What you are asked to do> Output all entries exactly as they appear and skip the pictures.

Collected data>
____
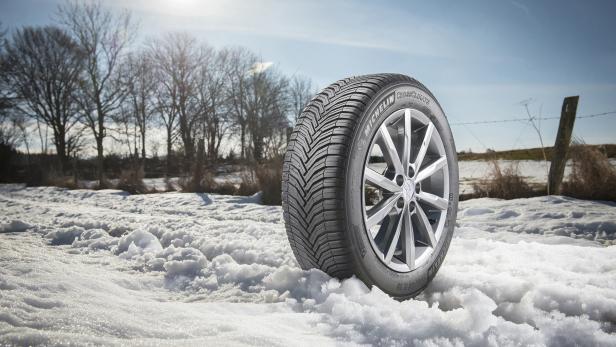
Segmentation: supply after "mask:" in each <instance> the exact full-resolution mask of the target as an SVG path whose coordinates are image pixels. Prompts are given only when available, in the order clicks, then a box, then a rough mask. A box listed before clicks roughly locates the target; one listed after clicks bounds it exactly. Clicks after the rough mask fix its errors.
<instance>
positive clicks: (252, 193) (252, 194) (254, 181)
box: [237, 171, 259, 195]
mask: <svg viewBox="0 0 616 347" xmlns="http://www.w3.org/2000/svg"><path fill="white" fill-rule="evenodd" d="M240 178H241V179H242V183H240V187H239V188H238V189H237V194H238V195H253V194H255V193H256V192H258V191H259V184H258V183H257V179H256V177H255V174H254V172H252V171H251V172H242V174H240Z"/></svg>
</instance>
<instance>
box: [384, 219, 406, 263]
mask: <svg viewBox="0 0 616 347" xmlns="http://www.w3.org/2000/svg"><path fill="white" fill-rule="evenodd" d="M403 215H404V214H403V213H401V214H399V215H398V221H397V223H396V230H395V231H394V234H393V236H392V237H391V239H390V240H389V245H388V246H387V248H386V252H385V259H384V260H385V263H389V262H390V261H391V258H392V257H393V256H394V253H395V252H396V246H397V245H398V239H399V238H400V229H402V224H403Z"/></svg>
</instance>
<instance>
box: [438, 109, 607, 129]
mask: <svg viewBox="0 0 616 347" xmlns="http://www.w3.org/2000/svg"><path fill="white" fill-rule="evenodd" d="M608 115H616V111H608V112H602V113H594V114H585V115H580V116H576V119H581V118H594V117H601V116H608ZM550 119H560V116H552V117H532V118H509V119H498V120H479V121H472V122H452V123H449V125H464V126H466V125H475V124H492V123H510V122H528V121H530V120H550Z"/></svg>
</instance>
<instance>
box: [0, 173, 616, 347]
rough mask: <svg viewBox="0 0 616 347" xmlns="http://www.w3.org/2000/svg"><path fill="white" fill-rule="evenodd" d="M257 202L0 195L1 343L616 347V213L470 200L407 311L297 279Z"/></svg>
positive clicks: (270, 215) (246, 200) (63, 194)
mask: <svg viewBox="0 0 616 347" xmlns="http://www.w3.org/2000/svg"><path fill="white" fill-rule="evenodd" d="M255 200H256V199H255V198H244V197H232V196H221V195H215V194H181V193H164V194H147V195H133V196H131V195H128V194H125V193H123V192H120V191H114V190H107V191H88V190H72V191H69V190H64V189H60V188H52V187H40V188H23V187H22V186H17V185H2V186H0V211H1V212H0V226H1V228H2V229H1V230H2V231H3V232H2V233H0V345H2V344H22V345H24V344H26V345H28V344H43V345H49V344H52V345H53V344H68V343H75V344H88V343H90V344H111V345H125V344H129V345H152V344H160V345H185V344H191V345H195V344H206V345H300V346H301V345H312V346H314V345H319V346H321V345H356V344H373V345H418V346H435V345H439V346H441V345H451V346H457V345H478V346H482V345H520V344H523V345H529V344H533V345H558V346H566V345H576V344H578V345H605V346H608V345H614V344H616V290H615V289H616V262H614V261H613V259H615V257H616V246H614V245H613V244H614V240H615V235H616V223H615V221H616V205H614V204H612V203H605V202H592V201H580V200H576V199H570V198H565V197H558V196H554V197H539V198H532V199H520V200H510V201H501V200H495V199H476V200H469V201H465V202H462V203H461V204H460V212H459V218H458V222H457V228H456V231H455V236H454V239H453V241H452V244H451V248H450V250H449V253H448V255H447V257H446V258H445V262H444V263H443V266H442V268H441V270H440V271H439V272H438V274H437V275H436V277H435V279H434V280H433V282H432V283H431V284H430V285H429V286H428V288H427V289H426V291H425V292H424V293H423V294H421V295H420V296H419V297H417V298H415V299H413V300H406V301H403V302H399V301H396V300H393V299H391V298H390V297H388V296H387V295H386V294H384V293H383V292H382V291H380V290H379V289H378V288H368V287H366V286H365V285H364V284H363V283H362V282H360V281H359V280H357V279H355V278H351V279H347V280H344V281H339V280H337V279H333V278H330V277H329V276H327V275H326V274H324V273H322V272H320V271H318V270H310V271H303V270H301V269H299V268H298V267H297V264H296V262H295V260H294V258H293V255H292V252H291V250H290V248H289V246H288V242H287V240H286V235H285V231H284V224H283V221H282V212H281V209H280V207H272V206H261V205H259V204H256V203H255ZM7 225H15V226H18V227H14V226H10V227H7ZM22 225H23V226H27V227H23V226H22ZM19 226H21V227H19Z"/></svg>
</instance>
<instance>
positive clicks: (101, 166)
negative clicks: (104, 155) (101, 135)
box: [96, 136, 106, 188]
____
Task response>
Segmentation: supply after "mask:" in each <instance> the exact full-resolution mask of the target as an SVG path whose coordinates are image pixels. Prompts are given only when available, in the order clicks, then a box, then a rough mask. A box listed before clicks roughly locates the target; one listed after clicks bounds it exactly. Clicks after the rough mask fix its errors.
<instance>
positive clicks: (252, 193) (252, 194) (254, 181)
box: [237, 171, 259, 195]
mask: <svg viewBox="0 0 616 347" xmlns="http://www.w3.org/2000/svg"><path fill="white" fill-rule="evenodd" d="M240 178H241V179H242V183H240V187H239V188H238V189H237V194H238V195H253V194H255V193H256V192H258V191H259V184H258V183H257V179H256V177H255V174H254V172H252V171H251V172H242V174H240Z"/></svg>
</instance>
<instance>
box: [384, 219, 406, 263]
mask: <svg viewBox="0 0 616 347" xmlns="http://www.w3.org/2000/svg"><path fill="white" fill-rule="evenodd" d="M403 215H404V214H403V213H401V214H399V215H398V221H397V223H396V230H395V231H394V234H393V236H392V237H391V239H390V240H389V245H388V246H387V248H386V252H385V259H384V260H385V263H389V262H390V261H391V258H392V257H393V256H394V253H395V252H396V246H397V245H398V239H399V238H400V229H402V224H403Z"/></svg>
</instance>
<instance>
box: [438, 109, 607, 129]
mask: <svg viewBox="0 0 616 347" xmlns="http://www.w3.org/2000/svg"><path fill="white" fill-rule="evenodd" d="M608 115H616V111H608V112H602V113H594V114H585V115H580V116H576V119H581V118H594V117H601V116H608ZM550 119H560V116H552V117H532V118H509V119H498V120H479V121H472V122H452V123H449V125H464V126H466V125H475V124H492V123H510V122H528V121H530V120H550Z"/></svg>
</instance>
<instance>
box: [0, 173, 616, 347]
rough mask: <svg viewBox="0 0 616 347" xmlns="http://www.w3.org/2000/svg"><path fill="white" fill-rule="evenodd" d="M257 202L0 195L1 343L616 347V213L470 200L407 311L297 279Z"/></svg>
positive clicks: (270, 215) (246, 200) (63, 194)
mask: <svg viewBox="0 0 616 347" xmlns="http://www.w3.org/2000/svg"><path fill="white" fill-rule="evenodd" d="M255 200H256V199H255V198H244V197H232V196H221V195H215V194H181V193H164V194H147V195H133V196H131V195H128V194H125V193H123V192H120V191H114V190H107V191H88V190H72V191H69V190H64V189H60V188H52V187H40V188H23V187H22V186H17V185H2V186H0V211H1V212H0V226H1V228H2V229H1V230H2V231H3V232H2V233H0V345H2V344H22V345H24V344H26V345H28V344H43V345H49V344H52V345H53V344H68V343H75V344H88V343H90V344H111V345H125V344H129V345H152V344H160V345H185V344H191V345H195V344H206V345H300V346H301V345H312V346H314V345H319V346H321V345H356V344H373V345H418V346H435V345H439V346H441V345H451V346H457V345H478V346H482V345H520V344H523V345H529V344H533V345H558V346H566V345H576V344H578V345H605V346H608V345H614V344H616V290H615V289H616V262H614V261H613V259H615V257H616V246H614V245H613V244H614V240H615V235H616V223H615V221H616V205H614V204H612V203H605V202H592V201H580V200H576V199H570V198H565V197H558V196H554V197H539V198H532V199H520V200H510V201H501V200H495V199H476V200H469V201H465V202H462V203H461V204H460V212H459V218H458V222H457V228H456V231H455V236H454V239H453V241H452V244H451V248H450V250H449V253H448V255H447V257H446V258H445V262H444V263H443V266H442V268H441V270H440V271H439V272H438V274H437V275H436V277H435V279H434V280H433V282H432V283H431V284H430V285H429V286H428V288H427V289H426V291H425V292H424V293H423V294H421V295H420V296H419V297H417V298H415V299H413V300H406V301H403V302H399V301H396V300H393V299H391V298H390V297H388V296H387V295H386V294H384V293H383V292H382V291H380V290H379V289H378V288H368V287H366V286H365V285H364V284H363V283H362V282H360V281H359V280H357V279H355V278H351V279H347V280H344V281H339V280H337V279H333V278H330V277H329V276H327V275H326V274H324V273H322V272H320V271H318V270H310V271H303V270H301V269H299V268H298V267H297V264H296V262H295V260H294V258H293V255H292V252H291V250H290V248H289V246H288V242H287V240H286V235H285V231H284V224H283V221H282V212H281V209H280V207H272V206H261V205H259V204H256V203H255ZM7 225H15V226H18V227H14V226H10V227H7ZM22 225H23V226H27V227H23V226H22ZM19 226H21V227H19Z"/></svg>
</instance>
<instance>
positive clicks: (101, 166)
negative clicks: (104, 155) (101, 135)
box: [96, 136, 106, 188]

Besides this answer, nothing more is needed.